_STUDY QUESTIONS:_
1. In the passage about Preston and Parker, what is the name and breed of Preston's dog?
2. Copy word for word the part of the passage about Preston and Parker between "Parker is really" and "be a perfectionist.", inclusive.

Though they are taking all precautions, they make sure that the children enjoy a full family life. Preston and Parker are two very happy, loving boys. As a family they love to go for drives and for walks. Every year they try to do at least one big beach trip. When they go to the river, they love to sit and throw rocks into the water. They also try to think outside the box to give the boys a variety of experiences. Last year they arranged for drive-up trick-or-treating, where they pre-planned to go to specific family members’ houses and they had gifts ready for them.

Preston and Parker are both full of life and eager to learn and laugh. They both love to watch movies and play in the backyard. They take turns on the special needs bicycle and they love to build marble runs. They have an indoor sensory swing that gets a lot of use. Each of them has their own room decorated with their favorite things. Neither of them really plays with the other but they don’t bother each other either. Parker shows concern when Preston is upset and will say “brother needs help.” Both children seem to have the purest form of love and they are happy with the simplest things.

Preston is nonverbal but expresses love and joy in his own way. He was going to CNC at Fir Grove but will be doing virtual school this year. Preston loves his dog, a Maltese named Jackson. He always has his rainbow slinky in his hand and he really likes puppets. He is smart and tenacious. He loves to ride in the big truck with Dad and is a bit of a thrill seeker. 


Parker is really into animals. He collects animal figurines and lines them up. He used to like to go to Coastal and choose a new animal figurine. Having to medically isolate themselves, they now order them on Amazon and let him choose one from the home. Parker likes to do woodworking with dad. He is very creative and enjoys making art, though he tends to be a perfectionist.

_DATA TO EXAMINE:_
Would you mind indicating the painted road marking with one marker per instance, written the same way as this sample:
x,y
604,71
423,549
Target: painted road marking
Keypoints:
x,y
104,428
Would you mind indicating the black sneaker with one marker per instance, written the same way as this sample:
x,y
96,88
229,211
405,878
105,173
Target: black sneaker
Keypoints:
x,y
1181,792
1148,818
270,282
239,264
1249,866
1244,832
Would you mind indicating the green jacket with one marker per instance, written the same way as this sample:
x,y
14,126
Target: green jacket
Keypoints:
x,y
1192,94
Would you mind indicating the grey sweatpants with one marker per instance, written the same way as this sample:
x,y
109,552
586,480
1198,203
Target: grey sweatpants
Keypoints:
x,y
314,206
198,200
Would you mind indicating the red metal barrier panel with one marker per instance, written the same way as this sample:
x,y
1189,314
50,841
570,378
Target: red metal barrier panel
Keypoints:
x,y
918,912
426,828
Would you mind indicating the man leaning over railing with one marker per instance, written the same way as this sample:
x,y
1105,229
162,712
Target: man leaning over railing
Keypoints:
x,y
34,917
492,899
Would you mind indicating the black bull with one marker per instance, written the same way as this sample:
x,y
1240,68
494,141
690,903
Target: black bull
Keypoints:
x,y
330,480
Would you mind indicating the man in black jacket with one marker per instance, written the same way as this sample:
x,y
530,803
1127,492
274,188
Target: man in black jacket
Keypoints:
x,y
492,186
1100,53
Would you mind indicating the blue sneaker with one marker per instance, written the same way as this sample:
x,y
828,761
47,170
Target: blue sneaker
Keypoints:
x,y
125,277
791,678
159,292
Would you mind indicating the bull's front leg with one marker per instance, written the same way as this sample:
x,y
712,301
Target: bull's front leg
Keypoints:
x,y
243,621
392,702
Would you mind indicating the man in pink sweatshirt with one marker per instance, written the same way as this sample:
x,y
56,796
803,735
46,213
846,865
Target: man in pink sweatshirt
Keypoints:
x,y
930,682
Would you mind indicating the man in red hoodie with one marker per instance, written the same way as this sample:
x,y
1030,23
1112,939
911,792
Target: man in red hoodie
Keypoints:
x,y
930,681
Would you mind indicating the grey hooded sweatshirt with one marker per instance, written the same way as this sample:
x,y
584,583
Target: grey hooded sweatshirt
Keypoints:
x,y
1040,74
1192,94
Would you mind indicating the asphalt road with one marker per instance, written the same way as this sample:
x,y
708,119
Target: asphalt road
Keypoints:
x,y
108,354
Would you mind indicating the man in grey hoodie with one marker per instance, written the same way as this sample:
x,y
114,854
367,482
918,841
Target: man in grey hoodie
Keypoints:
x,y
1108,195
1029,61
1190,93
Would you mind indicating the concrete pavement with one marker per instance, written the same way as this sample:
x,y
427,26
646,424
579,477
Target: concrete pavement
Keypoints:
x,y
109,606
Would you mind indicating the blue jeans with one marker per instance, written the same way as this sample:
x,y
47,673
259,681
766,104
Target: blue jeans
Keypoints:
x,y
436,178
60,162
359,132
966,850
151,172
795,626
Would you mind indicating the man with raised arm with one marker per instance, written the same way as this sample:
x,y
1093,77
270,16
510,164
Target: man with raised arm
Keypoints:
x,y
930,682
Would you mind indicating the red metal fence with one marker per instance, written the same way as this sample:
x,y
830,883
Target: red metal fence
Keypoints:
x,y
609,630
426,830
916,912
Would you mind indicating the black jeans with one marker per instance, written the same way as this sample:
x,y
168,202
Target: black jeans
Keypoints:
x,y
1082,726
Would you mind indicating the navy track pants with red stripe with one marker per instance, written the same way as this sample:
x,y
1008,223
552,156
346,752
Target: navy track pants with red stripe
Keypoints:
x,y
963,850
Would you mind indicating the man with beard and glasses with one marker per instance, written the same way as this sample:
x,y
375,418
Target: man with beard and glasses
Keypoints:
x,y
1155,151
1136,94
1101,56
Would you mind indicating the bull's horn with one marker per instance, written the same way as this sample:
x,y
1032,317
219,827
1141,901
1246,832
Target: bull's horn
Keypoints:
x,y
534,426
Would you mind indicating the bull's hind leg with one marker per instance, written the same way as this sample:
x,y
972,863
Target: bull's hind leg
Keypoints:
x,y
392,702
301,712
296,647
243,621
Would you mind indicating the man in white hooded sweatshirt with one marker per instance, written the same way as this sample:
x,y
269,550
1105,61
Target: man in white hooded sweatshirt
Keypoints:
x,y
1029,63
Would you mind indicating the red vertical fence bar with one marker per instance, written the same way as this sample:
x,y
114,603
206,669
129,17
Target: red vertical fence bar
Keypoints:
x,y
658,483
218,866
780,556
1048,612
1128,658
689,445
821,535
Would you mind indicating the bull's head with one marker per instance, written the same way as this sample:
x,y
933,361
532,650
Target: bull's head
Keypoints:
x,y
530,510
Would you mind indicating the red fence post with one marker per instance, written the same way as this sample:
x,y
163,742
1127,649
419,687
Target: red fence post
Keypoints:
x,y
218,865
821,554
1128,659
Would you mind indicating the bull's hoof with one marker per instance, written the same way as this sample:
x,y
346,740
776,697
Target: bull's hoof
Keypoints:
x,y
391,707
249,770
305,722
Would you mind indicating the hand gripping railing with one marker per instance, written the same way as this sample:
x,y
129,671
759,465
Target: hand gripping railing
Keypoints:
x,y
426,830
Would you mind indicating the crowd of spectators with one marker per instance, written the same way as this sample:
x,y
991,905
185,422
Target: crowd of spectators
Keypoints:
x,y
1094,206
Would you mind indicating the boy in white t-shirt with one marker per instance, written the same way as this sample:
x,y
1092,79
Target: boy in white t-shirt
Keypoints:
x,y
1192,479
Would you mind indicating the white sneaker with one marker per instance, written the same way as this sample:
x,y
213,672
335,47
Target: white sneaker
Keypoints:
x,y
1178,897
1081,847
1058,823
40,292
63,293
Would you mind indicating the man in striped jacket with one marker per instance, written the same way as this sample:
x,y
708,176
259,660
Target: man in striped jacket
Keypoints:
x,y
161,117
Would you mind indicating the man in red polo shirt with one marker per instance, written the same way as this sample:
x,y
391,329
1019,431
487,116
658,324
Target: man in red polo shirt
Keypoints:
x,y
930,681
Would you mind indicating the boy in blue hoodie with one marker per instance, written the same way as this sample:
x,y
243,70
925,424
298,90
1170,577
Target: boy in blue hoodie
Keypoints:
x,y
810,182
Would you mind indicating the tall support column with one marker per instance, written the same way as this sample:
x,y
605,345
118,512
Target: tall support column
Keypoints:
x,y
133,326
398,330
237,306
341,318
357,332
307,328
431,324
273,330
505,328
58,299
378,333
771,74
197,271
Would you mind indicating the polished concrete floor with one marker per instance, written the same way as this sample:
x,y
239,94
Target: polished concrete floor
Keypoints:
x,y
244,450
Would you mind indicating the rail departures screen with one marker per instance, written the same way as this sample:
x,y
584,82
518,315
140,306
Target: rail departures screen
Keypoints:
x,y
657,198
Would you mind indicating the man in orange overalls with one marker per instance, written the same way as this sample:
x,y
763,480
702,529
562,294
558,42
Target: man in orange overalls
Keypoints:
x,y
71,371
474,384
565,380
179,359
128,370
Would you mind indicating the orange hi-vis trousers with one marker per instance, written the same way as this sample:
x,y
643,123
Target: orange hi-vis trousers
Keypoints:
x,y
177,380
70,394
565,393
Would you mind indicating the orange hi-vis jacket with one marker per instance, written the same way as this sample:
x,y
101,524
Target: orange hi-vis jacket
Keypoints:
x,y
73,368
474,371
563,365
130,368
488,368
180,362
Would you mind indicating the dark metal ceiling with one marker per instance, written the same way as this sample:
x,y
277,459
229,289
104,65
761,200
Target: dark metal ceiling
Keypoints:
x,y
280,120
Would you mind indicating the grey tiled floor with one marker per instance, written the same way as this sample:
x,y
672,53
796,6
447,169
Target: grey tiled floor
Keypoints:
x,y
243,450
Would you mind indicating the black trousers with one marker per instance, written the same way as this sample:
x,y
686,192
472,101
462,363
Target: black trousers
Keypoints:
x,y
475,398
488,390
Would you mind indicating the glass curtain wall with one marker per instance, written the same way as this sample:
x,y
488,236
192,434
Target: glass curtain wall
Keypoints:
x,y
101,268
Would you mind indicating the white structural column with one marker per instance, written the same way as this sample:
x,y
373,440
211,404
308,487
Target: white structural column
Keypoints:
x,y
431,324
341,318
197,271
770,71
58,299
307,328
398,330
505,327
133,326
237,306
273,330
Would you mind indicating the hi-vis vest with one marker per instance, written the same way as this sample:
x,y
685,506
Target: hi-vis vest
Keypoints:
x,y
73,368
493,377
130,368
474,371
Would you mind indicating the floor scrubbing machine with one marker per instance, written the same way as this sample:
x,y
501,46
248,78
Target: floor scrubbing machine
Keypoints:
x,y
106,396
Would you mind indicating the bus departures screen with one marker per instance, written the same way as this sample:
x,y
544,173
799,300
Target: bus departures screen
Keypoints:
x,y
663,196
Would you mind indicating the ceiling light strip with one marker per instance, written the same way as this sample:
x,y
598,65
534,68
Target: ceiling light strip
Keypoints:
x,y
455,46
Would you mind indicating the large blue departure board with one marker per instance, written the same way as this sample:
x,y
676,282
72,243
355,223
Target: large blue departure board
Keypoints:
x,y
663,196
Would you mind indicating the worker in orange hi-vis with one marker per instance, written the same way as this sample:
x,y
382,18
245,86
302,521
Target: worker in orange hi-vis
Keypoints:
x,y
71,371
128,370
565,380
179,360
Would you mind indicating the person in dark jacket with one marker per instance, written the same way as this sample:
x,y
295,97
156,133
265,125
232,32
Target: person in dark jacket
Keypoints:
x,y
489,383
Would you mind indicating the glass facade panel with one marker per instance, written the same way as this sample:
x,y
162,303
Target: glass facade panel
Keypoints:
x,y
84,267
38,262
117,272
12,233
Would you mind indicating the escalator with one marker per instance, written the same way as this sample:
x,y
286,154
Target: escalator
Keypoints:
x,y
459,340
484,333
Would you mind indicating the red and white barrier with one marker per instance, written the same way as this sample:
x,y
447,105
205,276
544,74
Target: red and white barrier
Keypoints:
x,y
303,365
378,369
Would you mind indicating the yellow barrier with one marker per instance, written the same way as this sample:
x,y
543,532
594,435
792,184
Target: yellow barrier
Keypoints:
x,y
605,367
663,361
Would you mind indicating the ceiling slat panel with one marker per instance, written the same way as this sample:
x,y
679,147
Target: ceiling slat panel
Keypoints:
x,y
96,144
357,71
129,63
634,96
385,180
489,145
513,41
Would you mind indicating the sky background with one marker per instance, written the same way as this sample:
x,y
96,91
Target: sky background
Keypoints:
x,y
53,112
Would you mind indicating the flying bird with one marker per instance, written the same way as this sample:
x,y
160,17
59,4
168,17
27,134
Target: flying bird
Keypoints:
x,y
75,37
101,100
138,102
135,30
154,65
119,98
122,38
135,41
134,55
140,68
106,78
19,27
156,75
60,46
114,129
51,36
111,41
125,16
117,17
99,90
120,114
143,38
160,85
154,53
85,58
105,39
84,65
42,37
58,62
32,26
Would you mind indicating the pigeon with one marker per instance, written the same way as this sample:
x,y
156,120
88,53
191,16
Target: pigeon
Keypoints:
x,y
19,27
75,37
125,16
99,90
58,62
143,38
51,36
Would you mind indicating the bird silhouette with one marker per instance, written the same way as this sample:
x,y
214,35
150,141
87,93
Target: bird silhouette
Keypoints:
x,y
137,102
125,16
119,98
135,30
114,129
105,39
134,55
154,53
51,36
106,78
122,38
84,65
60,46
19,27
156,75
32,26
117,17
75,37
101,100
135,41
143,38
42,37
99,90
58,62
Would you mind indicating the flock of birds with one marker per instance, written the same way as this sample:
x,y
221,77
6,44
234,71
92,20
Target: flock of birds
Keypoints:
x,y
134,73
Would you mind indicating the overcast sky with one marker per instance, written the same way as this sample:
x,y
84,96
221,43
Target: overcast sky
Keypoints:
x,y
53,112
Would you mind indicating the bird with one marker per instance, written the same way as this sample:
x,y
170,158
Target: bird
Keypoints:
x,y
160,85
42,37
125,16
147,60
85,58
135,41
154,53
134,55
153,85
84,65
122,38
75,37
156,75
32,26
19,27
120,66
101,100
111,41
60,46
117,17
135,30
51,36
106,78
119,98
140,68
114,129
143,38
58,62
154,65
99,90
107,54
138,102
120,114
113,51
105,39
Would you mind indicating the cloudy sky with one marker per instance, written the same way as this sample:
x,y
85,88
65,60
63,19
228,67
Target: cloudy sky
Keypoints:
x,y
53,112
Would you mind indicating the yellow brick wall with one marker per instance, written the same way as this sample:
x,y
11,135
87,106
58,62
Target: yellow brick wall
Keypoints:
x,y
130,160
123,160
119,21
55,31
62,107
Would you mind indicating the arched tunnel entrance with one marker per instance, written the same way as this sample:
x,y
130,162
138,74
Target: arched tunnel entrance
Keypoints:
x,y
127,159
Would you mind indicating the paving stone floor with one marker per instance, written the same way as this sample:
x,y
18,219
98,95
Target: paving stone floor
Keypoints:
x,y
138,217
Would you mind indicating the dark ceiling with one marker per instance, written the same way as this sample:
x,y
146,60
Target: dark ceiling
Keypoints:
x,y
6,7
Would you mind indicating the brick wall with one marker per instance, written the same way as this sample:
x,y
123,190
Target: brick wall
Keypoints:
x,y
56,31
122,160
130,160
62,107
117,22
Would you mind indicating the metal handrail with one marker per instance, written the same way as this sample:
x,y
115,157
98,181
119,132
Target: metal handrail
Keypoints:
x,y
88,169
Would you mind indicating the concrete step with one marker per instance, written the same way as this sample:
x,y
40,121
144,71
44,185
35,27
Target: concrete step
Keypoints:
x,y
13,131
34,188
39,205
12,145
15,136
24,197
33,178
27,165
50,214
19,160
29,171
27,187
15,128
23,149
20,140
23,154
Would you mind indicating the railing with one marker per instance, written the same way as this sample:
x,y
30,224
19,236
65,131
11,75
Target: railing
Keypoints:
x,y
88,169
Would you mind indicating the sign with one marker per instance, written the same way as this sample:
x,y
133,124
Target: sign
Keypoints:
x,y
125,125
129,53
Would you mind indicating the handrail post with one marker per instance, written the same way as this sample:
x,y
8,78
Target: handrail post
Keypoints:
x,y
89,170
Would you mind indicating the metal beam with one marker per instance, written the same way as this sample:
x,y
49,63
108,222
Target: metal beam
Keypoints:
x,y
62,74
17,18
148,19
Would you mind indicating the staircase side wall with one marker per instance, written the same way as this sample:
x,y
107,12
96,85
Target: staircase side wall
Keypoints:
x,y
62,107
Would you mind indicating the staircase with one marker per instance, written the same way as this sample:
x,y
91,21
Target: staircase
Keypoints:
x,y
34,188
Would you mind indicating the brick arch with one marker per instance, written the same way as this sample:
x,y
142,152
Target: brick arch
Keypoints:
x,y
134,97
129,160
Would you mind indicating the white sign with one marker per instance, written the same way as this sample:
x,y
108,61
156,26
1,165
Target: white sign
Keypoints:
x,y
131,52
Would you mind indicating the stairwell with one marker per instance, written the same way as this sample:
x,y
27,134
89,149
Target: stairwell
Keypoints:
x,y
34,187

_RESPONSES TO THE TASKS:_
1. Jackson, a Maltese.

2.
Parker is really into animals. He collects animal figurines and lines them up. He used to like to go to Coastal and choose a new animal figurine. Having to medically isolate themselves, they now order them on Amazon and let him choose one from the home. Parker likes to do woodworking with dad. He is very creative and enjoys making art, though he tends to be a perfectionist.